**TO BE DONE:** Which lines in the records below contain the string "green"? Pull out each of those lines, counting only matches with the same capitalization.

==================================================

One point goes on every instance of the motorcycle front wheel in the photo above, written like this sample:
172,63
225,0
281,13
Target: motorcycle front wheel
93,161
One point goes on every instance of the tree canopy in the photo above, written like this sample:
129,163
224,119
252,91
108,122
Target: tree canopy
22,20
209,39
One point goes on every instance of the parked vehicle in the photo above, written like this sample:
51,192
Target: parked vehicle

==================================================

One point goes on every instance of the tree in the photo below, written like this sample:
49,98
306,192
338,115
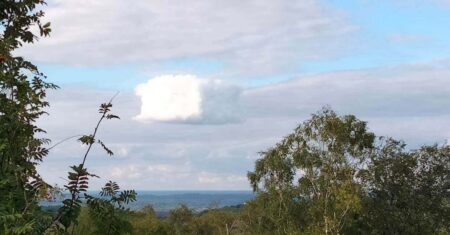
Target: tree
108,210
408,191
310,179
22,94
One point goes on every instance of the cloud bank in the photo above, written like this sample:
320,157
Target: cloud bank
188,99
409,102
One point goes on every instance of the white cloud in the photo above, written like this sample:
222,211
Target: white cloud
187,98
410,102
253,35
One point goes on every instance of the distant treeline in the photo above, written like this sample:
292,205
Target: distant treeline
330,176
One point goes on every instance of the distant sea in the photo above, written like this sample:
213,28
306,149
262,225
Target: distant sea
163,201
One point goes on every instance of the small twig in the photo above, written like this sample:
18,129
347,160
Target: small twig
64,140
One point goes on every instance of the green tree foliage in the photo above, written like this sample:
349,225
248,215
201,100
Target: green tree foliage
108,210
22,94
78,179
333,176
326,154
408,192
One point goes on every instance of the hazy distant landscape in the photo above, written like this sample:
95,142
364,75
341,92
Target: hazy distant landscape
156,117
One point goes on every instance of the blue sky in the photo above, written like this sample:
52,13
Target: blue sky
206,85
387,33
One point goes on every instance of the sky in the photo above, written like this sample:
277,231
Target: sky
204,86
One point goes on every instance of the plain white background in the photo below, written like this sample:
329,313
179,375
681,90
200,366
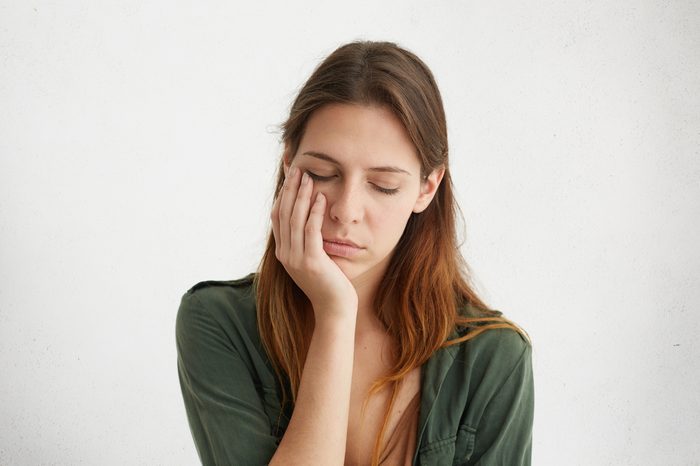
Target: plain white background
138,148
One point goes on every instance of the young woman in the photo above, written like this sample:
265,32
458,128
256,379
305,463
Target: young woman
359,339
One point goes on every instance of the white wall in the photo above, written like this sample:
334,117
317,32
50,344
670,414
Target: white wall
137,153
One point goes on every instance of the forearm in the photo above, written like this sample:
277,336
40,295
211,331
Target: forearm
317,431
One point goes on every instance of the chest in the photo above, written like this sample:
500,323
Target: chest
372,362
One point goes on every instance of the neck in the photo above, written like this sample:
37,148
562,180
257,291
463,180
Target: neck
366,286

==================================================

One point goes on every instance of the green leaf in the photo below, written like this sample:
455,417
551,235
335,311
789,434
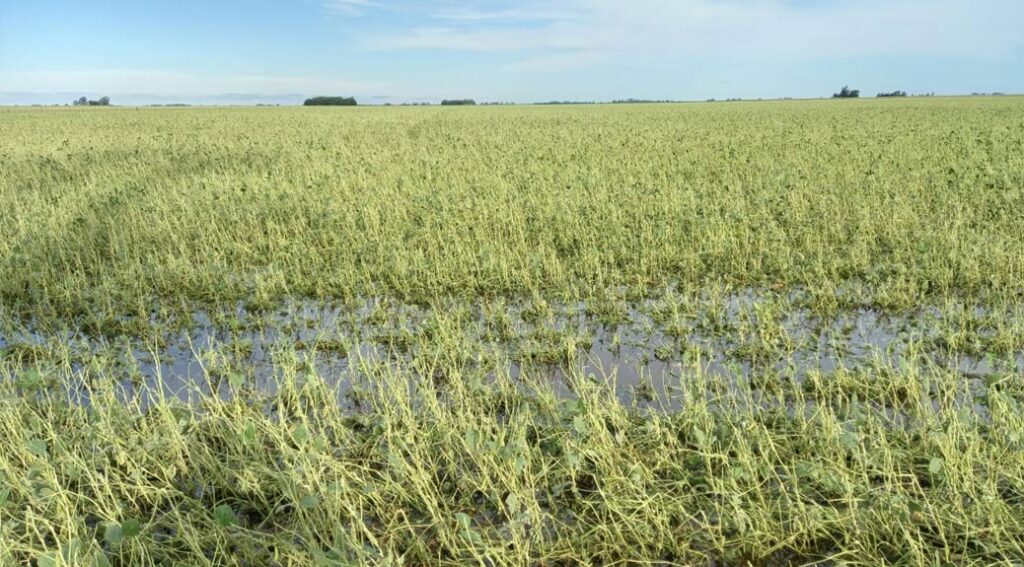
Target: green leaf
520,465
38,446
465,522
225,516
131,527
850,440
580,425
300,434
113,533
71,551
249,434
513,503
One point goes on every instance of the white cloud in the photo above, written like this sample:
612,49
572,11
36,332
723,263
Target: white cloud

==================================================

**ANSWER TO THIS PROBLEM:**
One point goes on every instance of the green tree foliage in the photo above, written like this sample:
Target: green tree foliage
One point goes on every instance of the green leaf in the photo below, written like this sample:
Target: green leaf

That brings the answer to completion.